Personaldebatte um Polizei und Justiz  

erstellt am
30. 06. 09

Bandion-Ortner: Mehr Anzeigen bedeuten mehr Strafverfahren
Es braucht daher ein ausgeglichenes Kräfteverhältnis und einen geschlossenen Kreislauf zwischen den Behörden zum Schutz der Bevölkerung
Wien (bmj) - Laut Beamtenministerin Heinisch-Hosek sollen nicht mehr benötigte Bedienstete bei Post und Telekom für Verwaltungs- und Schreibtätigkeiten zur Exekutive wechseln. In diesem Fall gebe es die Bitte an Ministerin Heinisch-Hosek, "das Justizressort zu berücksichtigen", wurde der "Presse" im Büro der Justizministerin erklärt.

> **Datenauszug**
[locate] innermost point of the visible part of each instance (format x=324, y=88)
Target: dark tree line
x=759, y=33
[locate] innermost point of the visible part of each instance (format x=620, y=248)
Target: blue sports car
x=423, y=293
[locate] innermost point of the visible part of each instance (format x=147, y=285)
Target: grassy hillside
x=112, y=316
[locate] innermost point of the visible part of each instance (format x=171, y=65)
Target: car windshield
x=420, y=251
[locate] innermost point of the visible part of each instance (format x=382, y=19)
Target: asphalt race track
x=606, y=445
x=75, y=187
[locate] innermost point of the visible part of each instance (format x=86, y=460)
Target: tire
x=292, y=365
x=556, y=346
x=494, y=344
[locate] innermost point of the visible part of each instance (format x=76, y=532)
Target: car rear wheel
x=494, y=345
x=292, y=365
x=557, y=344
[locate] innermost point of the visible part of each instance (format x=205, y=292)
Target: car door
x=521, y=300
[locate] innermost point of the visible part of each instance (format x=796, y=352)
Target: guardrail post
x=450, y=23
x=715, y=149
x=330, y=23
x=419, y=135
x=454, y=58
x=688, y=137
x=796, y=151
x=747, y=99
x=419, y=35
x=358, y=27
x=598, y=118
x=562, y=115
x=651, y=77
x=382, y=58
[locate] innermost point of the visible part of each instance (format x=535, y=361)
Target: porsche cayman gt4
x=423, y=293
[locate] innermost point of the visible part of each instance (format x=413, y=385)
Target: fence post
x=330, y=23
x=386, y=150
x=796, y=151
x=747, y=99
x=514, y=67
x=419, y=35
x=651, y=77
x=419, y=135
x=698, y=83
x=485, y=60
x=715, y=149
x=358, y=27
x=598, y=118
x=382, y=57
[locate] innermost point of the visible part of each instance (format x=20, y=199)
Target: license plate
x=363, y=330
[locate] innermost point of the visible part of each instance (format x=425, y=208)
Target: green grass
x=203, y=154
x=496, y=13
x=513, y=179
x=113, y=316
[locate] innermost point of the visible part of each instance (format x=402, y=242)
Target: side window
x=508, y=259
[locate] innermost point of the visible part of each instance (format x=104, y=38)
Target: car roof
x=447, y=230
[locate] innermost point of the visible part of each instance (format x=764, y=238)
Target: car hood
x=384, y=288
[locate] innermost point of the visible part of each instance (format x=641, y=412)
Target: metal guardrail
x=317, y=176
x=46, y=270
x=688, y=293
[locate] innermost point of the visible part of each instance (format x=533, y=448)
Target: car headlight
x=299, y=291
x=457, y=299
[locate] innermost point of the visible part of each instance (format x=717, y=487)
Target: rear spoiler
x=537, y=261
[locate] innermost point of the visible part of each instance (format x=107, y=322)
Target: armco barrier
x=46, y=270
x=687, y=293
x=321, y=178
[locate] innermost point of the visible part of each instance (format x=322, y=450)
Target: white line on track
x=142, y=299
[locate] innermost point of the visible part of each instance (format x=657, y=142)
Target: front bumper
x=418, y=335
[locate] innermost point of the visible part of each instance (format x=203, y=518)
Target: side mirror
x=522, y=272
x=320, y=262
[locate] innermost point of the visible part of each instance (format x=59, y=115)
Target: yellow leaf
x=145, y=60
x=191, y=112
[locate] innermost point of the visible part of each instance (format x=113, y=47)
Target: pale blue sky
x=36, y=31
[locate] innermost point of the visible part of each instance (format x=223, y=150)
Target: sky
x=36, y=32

> **Arbeitsaufträge**
- 1) Nennen Sie jedes Wort in der Meldung zur Personaldebatte, das auf „ministerin“ endet, und jedes nur einmal.
- 2) Schreiben Sie die Meldung zur Personaldebatte nach ihrem letzten Satz weiter.

> **Ergebnisse je Aufgabe**
- 1) Beamtenministerin, Ministerin, Justizministerin

- 2)
Das Justizministerium mit Ressortchefin Claudia Bandion-Ortner meldete angesichts der jüngsten Pläne von Beamtenministerin Gabriele Heinisch-Hosek ebenfalls die Forderung nach mehr Personal an, berichtete die "Presse" in ihrer Ausgabe vom 26.6. Wenn es mehr Beamte für das Innenministerium gibt, sieht auch das Justizressort seinen Wunsch nach zusätzlichen Bediensteten als berechtigt an. Konkret könnten damit die Justizwache und die Kanzleikräfte bei den Gerichten aufgestockt werden. Beamtenministerin Gabriele Heinisch-Hosek (SPÖ) erteilte den Wünschen des Justizressorts eine Absage. "Nein, das steht nicht zur Debatte. Jetzt geht es um die Polizei", sagte sie der "Kleinen Zeitung" (Ausgabe vom 27.6).Der Justizstellenplan werde ohnehin "sehr moderat" abgebaut, ergänzt ihre Sprecherin in der "Wiener Zeitung".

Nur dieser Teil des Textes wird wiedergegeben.